━━━ PAGE

Re: pgbench cpu overhead (was Re: lazy vxid locks, v1)

From: Stefan Kaltenbrunner <stefan(at)kaltenbrunner(dot)cc>
To: Jeff Janes <jeff(dot)janes(at)gmail(dot)com>
Cc: pgsql-hackers(at)postgresql(dot)org, Robert Haas <robertmhaas(at)gmail(dot)com>
Subject: Re: pgbench cpu overhead (was Re: lazy vxid locks, v1)
Date: 2011-07-24 10:50:37
Message-ID: 4E2BF8FD.6060505@kaltenbrunner.cc
Views: Raw Message | Whole Thread | Download mbox | Resend email
Thread:
Lists: pgsql-hackers

On 07/24/2011 03:50 AM, Jeff Janes wrote:
> On Mon, Jun 13, 2011 at 7:03 AM, Stefan Kaltenbrunner
> <stefan(at)kaltenbrunner(dot)cc> wrote:
>> On 06/13/2011 01:55 PM, Stefan Kaltenbrunner wrote:
>>
>> [...]
>>
>>> all those tests are done with pgbench running on the same box - which
>>> has a noticable impact on the results because pgbench is using ~1 core
>>> per 8 cores of the backend tested in cpu resoures - though I don't think
>>> it causes any changes in the results that would show the performance
>>> behaviour in a different light.
>>
>> actuall testing against sysbench with the very same workload shows the
>> following performance behaviour:
>>
>> with 40 threads(aka the peak performance point):
>>
>> pgbench: 223308 tps
>> sysbench: 311584 tps
>>
>> with 160 threads (backend contention dominated):
>>
>> pgbench: 57075
>> sysbench: 43437
>>
>>
>> so it seems that sysbench is actually significantly less overhead than
>> pgbench and the lower throughput at the higher conncurency seems to be
>> cause by sysbench being able to stress the backend even more than
>> pgbench can.

━━━━━━
━━━ DATASET ENTRIES

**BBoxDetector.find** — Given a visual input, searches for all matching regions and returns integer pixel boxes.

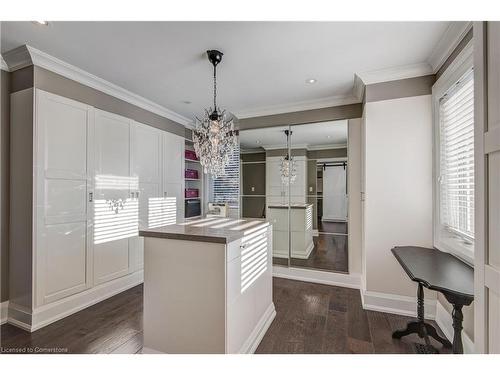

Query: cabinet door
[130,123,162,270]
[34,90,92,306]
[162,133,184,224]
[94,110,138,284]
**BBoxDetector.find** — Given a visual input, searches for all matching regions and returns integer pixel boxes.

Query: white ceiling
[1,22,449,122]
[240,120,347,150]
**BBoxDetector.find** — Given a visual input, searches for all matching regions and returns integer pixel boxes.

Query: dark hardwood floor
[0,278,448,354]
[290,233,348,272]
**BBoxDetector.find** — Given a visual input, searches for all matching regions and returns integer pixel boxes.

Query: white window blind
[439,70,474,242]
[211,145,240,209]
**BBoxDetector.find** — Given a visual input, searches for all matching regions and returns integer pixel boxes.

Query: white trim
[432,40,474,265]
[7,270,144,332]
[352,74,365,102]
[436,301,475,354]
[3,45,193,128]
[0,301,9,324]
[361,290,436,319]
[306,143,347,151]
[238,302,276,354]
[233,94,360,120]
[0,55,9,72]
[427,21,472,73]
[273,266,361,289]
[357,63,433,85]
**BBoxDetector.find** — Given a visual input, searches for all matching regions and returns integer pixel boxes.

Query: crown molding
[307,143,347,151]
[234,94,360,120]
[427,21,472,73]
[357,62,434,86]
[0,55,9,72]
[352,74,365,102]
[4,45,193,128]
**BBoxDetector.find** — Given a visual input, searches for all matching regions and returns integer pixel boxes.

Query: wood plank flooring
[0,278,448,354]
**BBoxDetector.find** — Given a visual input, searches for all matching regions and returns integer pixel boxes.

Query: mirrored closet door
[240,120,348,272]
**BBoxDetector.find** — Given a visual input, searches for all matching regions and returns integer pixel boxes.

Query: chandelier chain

━━━━━━

▶ [GIVEN PROBLEM]:
Answer these questions from the pgbench post.
(a) How many tps did pgbench reach with 40 threads?
(b) How many tps did sysbench reach with 160 threads?
(c) About how much CPU does pgbench use when running on the same box?
The entries are separate material, unrelated to the pgbench post.

▶ [THE OUTPUT]:
(a) 223308 tps
(b) 43437
(c) About 1 core per 8 cores of the backend tested